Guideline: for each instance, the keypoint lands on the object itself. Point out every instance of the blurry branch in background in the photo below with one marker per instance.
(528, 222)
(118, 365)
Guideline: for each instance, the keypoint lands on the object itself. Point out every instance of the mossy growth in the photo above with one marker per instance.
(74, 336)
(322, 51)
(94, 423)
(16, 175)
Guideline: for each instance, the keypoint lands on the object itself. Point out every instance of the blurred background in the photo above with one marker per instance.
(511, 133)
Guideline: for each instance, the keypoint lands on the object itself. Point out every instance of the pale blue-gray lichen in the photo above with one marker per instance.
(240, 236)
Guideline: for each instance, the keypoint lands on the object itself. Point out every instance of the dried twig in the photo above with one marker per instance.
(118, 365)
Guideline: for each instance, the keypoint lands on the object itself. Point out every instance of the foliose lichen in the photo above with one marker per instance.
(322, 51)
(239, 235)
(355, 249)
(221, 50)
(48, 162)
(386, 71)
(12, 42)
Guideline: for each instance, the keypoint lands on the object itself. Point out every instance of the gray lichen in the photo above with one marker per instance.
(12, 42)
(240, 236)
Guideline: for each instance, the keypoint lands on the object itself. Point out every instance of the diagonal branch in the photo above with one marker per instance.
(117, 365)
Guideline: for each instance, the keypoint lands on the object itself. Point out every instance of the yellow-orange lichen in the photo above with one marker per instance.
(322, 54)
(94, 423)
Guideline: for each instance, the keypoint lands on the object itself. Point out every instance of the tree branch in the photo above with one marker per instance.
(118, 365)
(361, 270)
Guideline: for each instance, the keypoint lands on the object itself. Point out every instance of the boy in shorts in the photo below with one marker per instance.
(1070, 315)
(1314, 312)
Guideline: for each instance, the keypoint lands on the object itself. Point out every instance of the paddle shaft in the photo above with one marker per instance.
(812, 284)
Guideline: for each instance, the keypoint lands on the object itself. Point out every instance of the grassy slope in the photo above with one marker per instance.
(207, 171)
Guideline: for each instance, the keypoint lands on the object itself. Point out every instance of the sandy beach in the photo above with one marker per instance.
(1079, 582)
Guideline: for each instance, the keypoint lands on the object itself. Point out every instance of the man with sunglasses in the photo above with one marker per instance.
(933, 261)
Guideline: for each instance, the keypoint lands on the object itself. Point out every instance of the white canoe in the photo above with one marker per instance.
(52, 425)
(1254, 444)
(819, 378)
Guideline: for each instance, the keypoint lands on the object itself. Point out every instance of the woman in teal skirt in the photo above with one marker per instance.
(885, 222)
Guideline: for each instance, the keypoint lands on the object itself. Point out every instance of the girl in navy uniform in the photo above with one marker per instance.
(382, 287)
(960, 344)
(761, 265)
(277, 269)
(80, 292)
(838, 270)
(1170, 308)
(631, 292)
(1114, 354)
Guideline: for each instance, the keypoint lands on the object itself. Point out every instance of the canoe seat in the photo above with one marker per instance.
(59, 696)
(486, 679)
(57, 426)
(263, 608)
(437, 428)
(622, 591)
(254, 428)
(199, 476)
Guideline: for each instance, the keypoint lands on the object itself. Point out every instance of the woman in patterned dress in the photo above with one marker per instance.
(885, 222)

§

Task requirements: Could you type out every entry again exactly as it stands?

Exercise response:
Guideline: for each instance, the keypoint lands on the object itself. Point out every instance of the blurry branch in background in the photo below with one marker per instance.
(528, 222)
(118, 365)
Guideline: for each instance, the keypoint lands on the object itself. Point out every instance of the mossy growth in the photo above with one marker per instance.
(74, 336)
(322, 51)
(94, 423)
(16, 175)
Guideline: for each instance, the keypoint lands on the object itself. Point out every instance of the blurred background in the photo above with one marker per instance.
(511, 133)
Guideline: for each instance, the keypoint lands on the object itself. Point out every instance of the pale blue-gray lichen in the photo above with one marker per instance.
(240, 236)
Guideline: for each instance, the keypoint lands on the object itself. Point out every instance of the dried twig in the photo above with one marker per instance.
(118, 365)
Guideline: for each instance, the keypoint lands on the object itself. Point out every instance of the foliose lichen in the photo above with one marker per instance.
(322, 51)
(239, 235)
(355, 249)
(221, 50)
(48, 162)
(386, 71)
(12, 42)
Guideline: for each instance, the keypoint lands on the object itself. Point out every instance of the gray lichen in the photo above with one marker per instance.
(12, 42)
(240, 236)
Guideline: for each instance, the keypoint lands on the object itself. Point out every instance of the diagonal branch in the photo above with one marker per instance.
(117, 365)
Guideline: for each instance, the keypoint lands on the object itself. Point out every instance of the yellow-orange lichen in the photo above with one marker per instance.
(322, 54)
(94, 423)
Guideline: for each instance, the keypoint lands on the object itself. Point out every instance of the tree branch in the photo above with one marker per instance.
(118, 365)
(361, 270)
Guideline: for each instance, the keypoint lands on the object itself. Point out every instance of the boy in shorts in the photo below with one marker per instance.
(1070, 315)
(1314, 312)
Guideline: for each instance, the keypoint lands on the object itself. Point out every instance of the paddle shaft in the photo above with one marker per instance.
(812, 284)
Guideline: for each instance, the keypoint lands on the object itself. Point out every instance of the grassy slope in the photo above with one marker per instance.
(207, 171)
Guideline: for each instance, the keypoint lands on the object itself. Point out every instance of the sandy beach in the photo above with one marker per instance.
(1079, 582)
Guideline: for each instance, the keypoint lands on the object itself. Point out every instance of the man with sunglasses in the photo above with one marker per instance.
(933, 261)
Guideline: for each instance, the keypoint lands on the object itself. Point out every instance of the white canoe in the photo above with one marker per instance.
(52, 425)
(1254, 444)
(819, 378)
Guideline: for each instance, the keypoint lands on the object itself. Point out every instance of the woman in teal skirt in the photo above with one marker per instance.
(885, 222)
Guideline: for each instance, the keypoint lands on the object itself. Point out every instance of the girl in navy uniform in the photo above with one marker per instance.
(382, 287)
(960, 344)
(761, 265)
(277, 269)
(80, 292)
(838, 270)
(1170, 308)
(631, 292)
(1114, 354)
Guideline: for each instance, the keypoint lands on the object itself. Point out every instance of the canoe seat in the photo above with one marker per instance.
(59, 696)
(486, 679)
(57, 426)
(263, 608)
(437, 428)
(622, 591)
(254, 428)
(199, 476)
Guideline: for each instance, the keypoint lands on the object itself. Point out every instance of the woman in patterned dress in the photo above with one marker per instance.
(885, 222)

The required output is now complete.